→ **Показанный текст**:
□ □ □ □ □ □ □
Рогачев может позволить себе отстраниться от житейских эмигрантских клише и полностью посвятить себя самопознанию, анализу переживаний и впечатлений, приобретенных за время странствий. И если после выхода «Вечера у Клэр» критиками справедливо отмечалось, что главная героиня романа — это память его повествователя, то в новом романе главной героиней стала, безусловно, бесконечная рефлексия Рогачева. Именно душевным маршрутам его роман обязан своим новым названием. Закончив рукопись, Гайто озаглавил ее «История одного путешествия». Это намного точнее отражало суть книги, которая заключалась в поиске желаемых и ожидаемых чувств автора.
Сам Гайто всегда был скуп на выражение эмоций. «Не по-кавказски сдержан» — как говорили про него знакомые. Но он-то знал, что его сдержанность была вызвана не недостатком природного темперамента — своего рода генетической метаморфозой, — а отсутствием каких-либо ощущений в их первичном значении, в чистом, неотягощенном бесконечным количеством оговорок виде. Незамутненность чувств была ему знакома только в тех областях, которые были связаны с физической стороной его существования. Он знал это чувство, когда у него захватывало дух во время быстрой езды и он ощущал, как тело сливается с металлическим корпусом, как на малейшее движение руки или ноги машина откликается так послушно, словно понимает цель их общего перемещения в пространстве. Он знал это чувство в мгновения физической близости с женщиной, когда вливался в ритм ее дыхания и предугадывал, какое движение его тела вызовет то или иное выражение ее лица. Но ясность в области эмоциональных движений представлялась ему почти недостижимой. Был ее лишен и его первый автобиографический повествователь, Николай Соседов. И теперь на поиск этой ясности Гайто отправил героя нового романа.
□ □ □ □ □ □ □
→ **Раздел данных**:
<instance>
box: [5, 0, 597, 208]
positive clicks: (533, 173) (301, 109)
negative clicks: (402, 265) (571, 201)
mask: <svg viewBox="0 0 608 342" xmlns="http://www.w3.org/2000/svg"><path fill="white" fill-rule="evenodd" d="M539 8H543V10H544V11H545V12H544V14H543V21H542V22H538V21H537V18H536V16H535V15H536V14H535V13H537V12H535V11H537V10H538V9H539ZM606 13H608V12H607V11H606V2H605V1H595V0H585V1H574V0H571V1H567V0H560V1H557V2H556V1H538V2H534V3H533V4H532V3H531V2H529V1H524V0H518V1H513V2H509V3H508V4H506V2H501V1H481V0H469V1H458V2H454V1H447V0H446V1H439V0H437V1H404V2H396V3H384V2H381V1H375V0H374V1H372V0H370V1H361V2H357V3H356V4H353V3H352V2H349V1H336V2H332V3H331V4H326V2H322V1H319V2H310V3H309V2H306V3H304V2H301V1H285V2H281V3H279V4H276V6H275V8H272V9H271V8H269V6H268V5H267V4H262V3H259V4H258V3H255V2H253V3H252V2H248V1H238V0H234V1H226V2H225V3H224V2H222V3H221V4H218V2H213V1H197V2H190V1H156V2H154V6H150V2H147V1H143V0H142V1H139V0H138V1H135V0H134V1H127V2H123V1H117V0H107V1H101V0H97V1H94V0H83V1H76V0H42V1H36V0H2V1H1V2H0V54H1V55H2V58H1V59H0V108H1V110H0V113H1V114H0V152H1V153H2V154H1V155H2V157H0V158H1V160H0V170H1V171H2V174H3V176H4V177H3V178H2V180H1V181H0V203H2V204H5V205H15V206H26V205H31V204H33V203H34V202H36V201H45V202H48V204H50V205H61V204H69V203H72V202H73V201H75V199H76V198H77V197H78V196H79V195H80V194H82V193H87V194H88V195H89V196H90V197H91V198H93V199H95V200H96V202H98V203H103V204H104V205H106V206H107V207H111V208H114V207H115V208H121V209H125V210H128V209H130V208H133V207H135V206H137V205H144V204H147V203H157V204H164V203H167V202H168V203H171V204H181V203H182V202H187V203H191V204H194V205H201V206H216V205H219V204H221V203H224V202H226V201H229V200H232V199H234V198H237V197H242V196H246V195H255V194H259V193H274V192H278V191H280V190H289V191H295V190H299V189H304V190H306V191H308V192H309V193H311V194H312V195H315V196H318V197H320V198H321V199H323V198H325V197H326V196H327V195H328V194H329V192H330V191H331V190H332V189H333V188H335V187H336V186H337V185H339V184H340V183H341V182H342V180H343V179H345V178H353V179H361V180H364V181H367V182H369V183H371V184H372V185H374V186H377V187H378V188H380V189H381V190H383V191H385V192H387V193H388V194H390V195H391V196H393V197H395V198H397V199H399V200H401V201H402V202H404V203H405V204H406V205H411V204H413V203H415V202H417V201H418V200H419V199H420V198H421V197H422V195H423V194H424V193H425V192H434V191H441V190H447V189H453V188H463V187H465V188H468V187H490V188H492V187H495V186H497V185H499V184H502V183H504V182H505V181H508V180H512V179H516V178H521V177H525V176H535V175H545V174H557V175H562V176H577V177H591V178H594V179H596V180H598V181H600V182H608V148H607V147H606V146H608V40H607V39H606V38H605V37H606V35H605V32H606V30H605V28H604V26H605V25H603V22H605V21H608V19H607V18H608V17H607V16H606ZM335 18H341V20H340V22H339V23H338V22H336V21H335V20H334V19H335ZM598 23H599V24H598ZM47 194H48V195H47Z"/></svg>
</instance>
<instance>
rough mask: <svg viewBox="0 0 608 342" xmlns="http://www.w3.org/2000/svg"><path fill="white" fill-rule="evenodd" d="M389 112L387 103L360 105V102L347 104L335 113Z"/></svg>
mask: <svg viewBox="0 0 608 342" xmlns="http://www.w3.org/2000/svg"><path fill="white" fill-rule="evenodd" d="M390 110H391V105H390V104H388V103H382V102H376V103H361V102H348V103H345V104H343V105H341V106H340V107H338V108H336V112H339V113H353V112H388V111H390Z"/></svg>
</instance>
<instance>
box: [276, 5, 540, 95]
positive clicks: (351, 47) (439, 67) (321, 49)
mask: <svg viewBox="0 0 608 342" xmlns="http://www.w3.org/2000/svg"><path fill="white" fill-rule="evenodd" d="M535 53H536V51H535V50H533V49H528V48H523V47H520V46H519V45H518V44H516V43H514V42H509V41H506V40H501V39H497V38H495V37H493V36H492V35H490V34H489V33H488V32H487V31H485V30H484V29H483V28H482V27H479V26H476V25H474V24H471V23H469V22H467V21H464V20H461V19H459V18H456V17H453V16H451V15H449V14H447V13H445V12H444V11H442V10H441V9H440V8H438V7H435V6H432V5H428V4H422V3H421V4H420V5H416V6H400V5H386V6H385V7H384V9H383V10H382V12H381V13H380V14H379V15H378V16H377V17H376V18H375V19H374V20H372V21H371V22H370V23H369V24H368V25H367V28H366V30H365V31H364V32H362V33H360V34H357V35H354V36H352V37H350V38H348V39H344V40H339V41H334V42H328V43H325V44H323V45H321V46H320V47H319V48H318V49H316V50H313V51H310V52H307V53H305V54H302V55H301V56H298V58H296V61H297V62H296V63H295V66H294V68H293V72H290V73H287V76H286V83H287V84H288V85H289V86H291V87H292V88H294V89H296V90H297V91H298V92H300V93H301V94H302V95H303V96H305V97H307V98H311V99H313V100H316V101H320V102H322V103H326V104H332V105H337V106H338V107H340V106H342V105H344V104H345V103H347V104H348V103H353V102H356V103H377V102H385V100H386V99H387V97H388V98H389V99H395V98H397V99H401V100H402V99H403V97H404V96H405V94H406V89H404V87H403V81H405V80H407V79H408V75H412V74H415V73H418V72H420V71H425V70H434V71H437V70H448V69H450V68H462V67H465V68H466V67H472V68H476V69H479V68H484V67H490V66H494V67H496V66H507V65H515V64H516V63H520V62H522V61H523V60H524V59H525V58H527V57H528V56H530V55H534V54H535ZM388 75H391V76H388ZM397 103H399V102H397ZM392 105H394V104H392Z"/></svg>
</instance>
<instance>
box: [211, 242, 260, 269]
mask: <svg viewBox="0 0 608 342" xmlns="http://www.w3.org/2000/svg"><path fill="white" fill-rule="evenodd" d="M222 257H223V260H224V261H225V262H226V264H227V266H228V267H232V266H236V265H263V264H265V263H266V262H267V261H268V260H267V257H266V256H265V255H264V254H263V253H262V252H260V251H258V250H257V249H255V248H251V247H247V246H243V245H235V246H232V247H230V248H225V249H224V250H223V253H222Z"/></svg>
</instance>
□ □ □ □ □ □ □
→ **Задание**: Продолжите текст о романе Гайто «История одного путешествия», начав сразу после его последнего предложения.

→ **Поле ответа**:
«…итак, — говорит в начале романа Володя, засыпая в каюте парохода, плывущего во Францию, — это, кажется, просто: не лгать, не обманывать, не фантазировать и знать раз навсегда, что всякая гармония есть ложь и обман. И еще: не верить никому, не проверяя».
Но новое путешествие вместо ясных положений внесло в жизнь Рогачева еще больше смятения. Пестрый мир, который составляло окружение брата, также лишен какой бы то
ни было однозначности. В нем также были смещены этические нормы и национальные представления, то есть те установки, отсутствие которых наиболее болезненно сказалось на младшем поколении эмигрантов, к которому принадлежали и Рогачев, и Соседов, и их создатель. В этом мире оказалось возможным и то, что родной брат Володи, Колька–хулиган, двоечник и дебошир, превратился в трудолюбивого коммерсанта, удачно женатого на англичанке, не говорящей по-русски, и то, что благородный англичанин Артур, владеющий несколькими языками, в том числе и русским, утонченный музыкант, влюбился в содержанку австрийского происхождения и стал убийцей ее сожителя. Поэтому Володе не удалось соблюсти ни одно из правил, которые он составил сам себе, отбывая в Париж: на протяжении всего романа он и обманывает, и обманывается, и фантазирует, и непрестанно ищет гармонию. В этом смысле его путешествие бесконечно. Отсюда совершенно очевиден финал романа: Рогачев отправляется в новые странствия.
По счастливому стечению обстоятельств Гайто удалось выпустить отдельной книгой и этот роман. Однако восторженной критики в свой адрес он уже не услышал. Если публикацию первых глав произведения под названием «Начало» встретили в основном благожелательно — даже строгий Ходасевич откликнулся одобрительно, — то целиком «Историю одного путешествия» оценили как пустую безделицу, не оправдавшую первоначальных надежд.